Try it:
Copy out every record below with complete accuracy.

++++ Data shown

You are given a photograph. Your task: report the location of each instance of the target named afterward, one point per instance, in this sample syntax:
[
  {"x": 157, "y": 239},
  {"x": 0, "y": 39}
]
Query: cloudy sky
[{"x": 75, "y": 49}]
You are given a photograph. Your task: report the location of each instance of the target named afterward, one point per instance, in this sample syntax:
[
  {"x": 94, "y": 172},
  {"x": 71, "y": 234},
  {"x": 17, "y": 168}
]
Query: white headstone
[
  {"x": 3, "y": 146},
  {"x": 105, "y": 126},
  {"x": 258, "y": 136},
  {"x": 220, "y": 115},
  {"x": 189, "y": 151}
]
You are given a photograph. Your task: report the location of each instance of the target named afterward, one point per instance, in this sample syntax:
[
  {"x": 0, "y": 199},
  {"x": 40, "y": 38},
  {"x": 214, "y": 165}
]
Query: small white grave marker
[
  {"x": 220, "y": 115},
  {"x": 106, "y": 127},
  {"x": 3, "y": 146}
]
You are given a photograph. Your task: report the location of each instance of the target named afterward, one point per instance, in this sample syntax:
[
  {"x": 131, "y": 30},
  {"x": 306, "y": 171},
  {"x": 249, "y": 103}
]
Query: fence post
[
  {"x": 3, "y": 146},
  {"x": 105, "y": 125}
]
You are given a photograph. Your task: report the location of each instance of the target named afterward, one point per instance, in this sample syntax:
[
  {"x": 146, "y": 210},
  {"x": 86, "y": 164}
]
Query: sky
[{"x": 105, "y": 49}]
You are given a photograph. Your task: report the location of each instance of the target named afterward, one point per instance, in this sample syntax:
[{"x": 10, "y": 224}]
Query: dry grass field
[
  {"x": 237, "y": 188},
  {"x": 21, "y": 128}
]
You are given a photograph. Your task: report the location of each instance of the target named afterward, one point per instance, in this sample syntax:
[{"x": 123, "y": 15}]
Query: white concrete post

++++++++

Answer space:
You are given a photograph. Your task: report the location of each instance of the target named afterward, one point per instance, in this sample syntax:
[
  {"x": 157, "y": 239},
  {"x": 0, "y": 39}
]
Query: cloudy sky
[{"x": 75, "y": 49}]
You are given a photograph. Your task: report the location of each instance of the target named afterward, one point per instance, in this sample syntax:
[
  {"x": 94, "y": 172},
  {"x": 71, "y": 234},
  {"x": 17, "y": 168}
]
Query: white headstone
[
  {"x": 3, "y": 146},
  {"x": 105, "y": 126},
  {"x": 258, "y": 136},
  {"x": 220, "y": 115},
  {"x": 189, "y": 151}
]
You are given a photograph. Your task: report the location of each instance of the target named afterward, one point per instance, in this sample syntax:
[
  {"x": 0, "y": 199},
  {"x": 40, "y": 38},
  {"x": 214, "y": 165}
]
Query: small white grave marker
[
  {"x": 220, "y": 115},
  {"x": 106, "y": 127},
  {"x": 3, "y": 146}
]
You are given a photograph. Your task: report the location of each instance of the target named afterward, one point per instance, in this sample syntax:
[
  {"x": 131, "y": 30},
  {"x": 306, "y": 171},
  {"x": 249, "y": 103}
]
Query: fence post
[
  {"x": 3, "y": 146},
  {"x": 105, "y": 125}
]
You are given a photograph. Your task: report the location of each instance of the target named afterward, one point per instance, in this sample syntax:
[
  {"x": 146, "y": 210},
  {"x": 86, "y": 164}
]
Query: sky
[{"x": 105, "y": 49}]
You are given a photograph. Your task: report the location of each instance of the target named afterward, one point per instance, in this sample syntax:
[{"x": 10, "y": 224}]
Query: dry grass field
[
  {"x": 237, "y": 188},
  {"x": 21, "y": 128}
]
You are given a photograph. Your task: report the location of each instance of the target named afterward, one point per instance, in this sample syntax:
[{"x": 123, "y": 15}]
Query: white concrete post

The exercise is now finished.